Here's why students nationwide are taking part in school walkouts

Students protest in support of stricter gun laws after 17 killed last month

By Brianna Volz - Web producer, AP Author

ORLANDO, Fla. - Thousands of students nationwide participated in walkouts Wednesday morning, one month after 17 people were killed in a school shooting in South Florida.

The protest began at 10 a.m., when participants walked outside and took part in a 17-minute remembrance for each of the lives taken when a former student opened fire in the Parkland high school last month.

While the way each school and how many of their students were a part of the protest may have differed, the reason why was very much the same – for change.

According to EMPOWER, the group that organized the action, the protest was meant to serve as both a memorial and way of protesting in hopes of legislators passing stricter gun control laws.

Students in the Orlando area cited their own reasons for taking part in Wednesday’s activism.

◆ **Records provided**:

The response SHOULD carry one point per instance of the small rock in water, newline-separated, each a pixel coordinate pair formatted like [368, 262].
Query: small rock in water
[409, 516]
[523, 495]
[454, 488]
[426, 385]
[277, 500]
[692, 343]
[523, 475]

◆ **List of tasks**:
A: List each distinct place named in the walkout article, once each, in order of first mention. Treat a city and its state abbreviation as one place.
B: Duplicate the walkout article word for word between "Students protest in" and "school last month.", inclusive.

◆ **Task-by-task outputs**:
A:
- Orlando, Fla.
- South Florida
- Parkland

B:
Students protest in support of stricter gun laws after 17 killed last month

By Brianna Volz - Web producer, AP Author

ORLANDO, Fla. - Thousands of students nationwide participated in walkouts Wednesday morning, one month after 17 people were killed in a school shooting in South Florida.

The protest began at 10 a.m., when participants walked outside and took part in a 17-minute remembrance for each of the lives taken when a former student opened fire in the Parkland high school last month.